• EXCERPTED RECORDS:

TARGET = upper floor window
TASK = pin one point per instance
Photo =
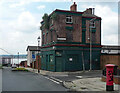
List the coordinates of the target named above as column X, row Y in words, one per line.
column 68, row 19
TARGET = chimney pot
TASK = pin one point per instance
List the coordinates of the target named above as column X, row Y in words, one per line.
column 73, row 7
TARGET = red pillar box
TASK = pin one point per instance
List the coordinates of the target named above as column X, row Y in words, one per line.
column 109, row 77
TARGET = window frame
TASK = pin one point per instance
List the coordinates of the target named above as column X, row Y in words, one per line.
* * *
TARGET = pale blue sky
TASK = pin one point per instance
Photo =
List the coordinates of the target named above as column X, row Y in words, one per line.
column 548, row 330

• INSTRUCTIONS TO FOLLOW: The answer must be a single number: how many lines in the listing above include the word "window".

• RESULT OF THE TASK: 2